Stated problem a
Add 143 to every coordinate in the listing below, starting with the line that contains "of the <item>merchandise" and going on through the end of the listing, and write all those lines out again, changing nothing else.

Page text
# Whats Everybodys Real Name???



## RhomZilla (Feb 12, 2003)

HAHAHA.. after months of calling this certain person a name, he finally confronted me and asked why I kept calling him Jon through PMs. After all this freak'in time I thought his name was Jon!!!!














He thought where I come from everyone called each other JOn.









Whats everyones real name??


----------



## Croz (Jan 29, 2003)

Mark


----------



## thePACK (Jan 3, 2003)

RAFAEL...like the ninja turtle..but people call me raf....


----------



## KumbiaQueens (Feb 5, 2003)

SANDRA... not Natalie like some would like to think...


----------



## piranha45 (Apr 8, 2003)

RhomZilla said:


> HAHAHA.. after months of calling this certain person a name, he finally confronted me and asked why I kept calling him Jon through PMs. After all this freak'in time I thought his name was Jon!!!!
> 
> 
> 
> ...


well whats YOUR's?









Alessandro

yeah, its Italian, from my dad's side. I go by "Dro" tho


----------



## Judazzz (Jan 13, 2003)

My real-life name is Jonas.

'Zillaman's real name is Al (and he sells shoes for a living......







)


----------



## Young Gotti (Jan 29, 2003)

Kody.


----------



## thoroughbred (Mar 14, 2003)

jerome (jamal) middle name so either or


----------



## cfr3 (Feb 20, 2003)

Chris


----------



## Bcollins111900 (Feb 3, 2003)

Brian







and if u don't like it


----------



## memen (Mar 14, 2003)

Emmanuel


----------



## RhomZilla (Feb 12, 2003)

Judazzz said:


> My real-life name is Jonas.
> 
> 'Zillaman's real name is Al (and he sells shoes for a living......
> 
> ...


 LOL







Actually, my real names ALvin. I been called Allen, Albert, Alfred, Alex, Ellen(?), ELvis..etc Thats why I rather have it "AL"

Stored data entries
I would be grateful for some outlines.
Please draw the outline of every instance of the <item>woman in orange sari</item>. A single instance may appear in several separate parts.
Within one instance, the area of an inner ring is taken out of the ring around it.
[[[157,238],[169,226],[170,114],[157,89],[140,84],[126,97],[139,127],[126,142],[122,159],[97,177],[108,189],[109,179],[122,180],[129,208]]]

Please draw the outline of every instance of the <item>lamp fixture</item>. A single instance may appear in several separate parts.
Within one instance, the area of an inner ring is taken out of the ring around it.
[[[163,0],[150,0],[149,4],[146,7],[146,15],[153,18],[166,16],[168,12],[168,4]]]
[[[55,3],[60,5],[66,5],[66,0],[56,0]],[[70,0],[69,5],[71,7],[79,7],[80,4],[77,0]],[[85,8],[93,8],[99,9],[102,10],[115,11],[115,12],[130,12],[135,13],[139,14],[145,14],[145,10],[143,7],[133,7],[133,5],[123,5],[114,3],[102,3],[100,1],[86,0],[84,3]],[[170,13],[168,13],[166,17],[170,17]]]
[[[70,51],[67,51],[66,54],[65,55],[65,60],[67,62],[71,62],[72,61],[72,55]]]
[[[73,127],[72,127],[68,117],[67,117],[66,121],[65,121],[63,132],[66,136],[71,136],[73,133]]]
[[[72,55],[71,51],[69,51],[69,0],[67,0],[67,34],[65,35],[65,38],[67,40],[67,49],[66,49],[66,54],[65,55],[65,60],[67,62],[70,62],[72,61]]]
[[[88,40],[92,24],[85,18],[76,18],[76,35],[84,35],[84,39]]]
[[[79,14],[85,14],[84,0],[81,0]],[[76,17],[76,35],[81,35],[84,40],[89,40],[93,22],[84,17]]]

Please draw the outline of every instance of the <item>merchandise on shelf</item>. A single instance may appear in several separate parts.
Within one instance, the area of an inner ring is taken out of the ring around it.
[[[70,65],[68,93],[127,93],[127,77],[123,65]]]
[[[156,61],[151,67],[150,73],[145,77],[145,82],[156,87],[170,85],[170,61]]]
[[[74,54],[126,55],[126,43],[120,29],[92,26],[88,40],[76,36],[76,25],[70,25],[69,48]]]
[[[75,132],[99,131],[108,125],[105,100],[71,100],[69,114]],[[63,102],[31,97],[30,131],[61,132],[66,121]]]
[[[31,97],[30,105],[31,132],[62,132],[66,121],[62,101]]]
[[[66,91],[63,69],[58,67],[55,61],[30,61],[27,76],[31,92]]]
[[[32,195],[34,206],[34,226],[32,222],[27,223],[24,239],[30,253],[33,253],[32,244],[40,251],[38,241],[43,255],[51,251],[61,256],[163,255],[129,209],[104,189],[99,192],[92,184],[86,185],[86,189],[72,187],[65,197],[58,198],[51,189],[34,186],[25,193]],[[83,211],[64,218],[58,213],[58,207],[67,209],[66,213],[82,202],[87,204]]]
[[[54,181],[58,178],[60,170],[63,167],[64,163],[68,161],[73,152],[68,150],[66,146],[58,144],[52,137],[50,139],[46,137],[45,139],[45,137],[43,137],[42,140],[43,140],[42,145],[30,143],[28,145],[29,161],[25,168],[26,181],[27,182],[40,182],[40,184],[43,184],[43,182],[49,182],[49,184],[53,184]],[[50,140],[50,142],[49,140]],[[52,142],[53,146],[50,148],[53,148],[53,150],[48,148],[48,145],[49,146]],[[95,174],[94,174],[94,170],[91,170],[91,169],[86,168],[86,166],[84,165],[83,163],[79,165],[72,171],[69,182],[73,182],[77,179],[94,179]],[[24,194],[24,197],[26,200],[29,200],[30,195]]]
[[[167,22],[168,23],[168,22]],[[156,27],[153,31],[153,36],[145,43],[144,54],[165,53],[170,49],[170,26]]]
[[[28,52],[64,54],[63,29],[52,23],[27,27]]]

Stated problem b
Answer these about the thread on real names:
(i) What name did RhomZilla keep calling a certain person through PMs?
(ii) What name does piranha45 go by?
(iii) What does RhomZilla say his real name actually is?

Exercise output a
Please draw the outline of every instance of the <item>merchandise on shelf</item>. A single instance may appear in several separate parts.
Within one instance, the area of an inner ring is taken out of the ring around it.
[[[213,208],[211,236],[270,236],[270,220],[266,208]]]
[[[299,204],[294,210],[293,216],[288,220],[288,225],[299,230],[313,228],[313,204]]]
[[[217,197],[269,198],[269,186],[263,172],[235,169],[231,183],[219,179],[219,168],[213,168],[212,191]]]
[[[218,275],[242,274],[251,268],[248,243],[214,243],[212,257]],[[206,245],[174,240],[173,274],[204,275],[209,264]]]
[[[174,240],[173,248],[174,275],[205,275],[209,264],[205,244]]]
[[[209,234],[206,212],[201,210],[198,204],[173,204],[170,219],[174,235]]]
[[[175,338],[177,349],[177,369],[175,365],[170,366],[167,382],[173,396],[176,396],[175,387],[183,394],[181,384],[186,398],[194,394],[204,399],[306,398],[272,352],[247,332],[242,335],[235,327],[229,328],[229,332],[215,330],[208,340],[201,341],[194,332],[177,329],[168,336]],[[226,354],[207,361],[201,356],[201,350],[210,352],[209,356],[225,345],[230,347]]]
[[[197,324],[201,321],[203,313],[206,310],[207,306],[211,304],[216,295],[211,293],[209,289],[201,287],[195,280],[193,282],[189,280],[188,282],[188,280],[186,280],[185,283],[186,283],[185,288],[173,286],[171,288],[172,304],[168,311],[169,324],[170,325],[183,325],[183,327],[186,327],[186,325],[192,325],[192,327],[196,327]],[[193,283],[193,285],[192,283]],[[195,285],[196,289],[193,291],[196,291],[196,293],[191,291],[191,288],[192,289]],[[238,317],[237,317],[237,313],[234,313],[234,312],[229,311],[229,309],[227,308],[226,306],[222,308],[215,314],[212,325],[216,325],[220,322],[237,322]],[[167,337],[167,340],[169,343],[172,343],[173,338]]]
[[[310,165],[311,166],[311,165]],[[299,170],[296,174],[296,179],[288,186],[287,197],[308,196],[313,192],[313,169]]]
[[[171,195],[207,197],[206,172],[195,166],[170,170]]]

Exercise output b
(i) Jon
(ii) Dro
(iii) Alvin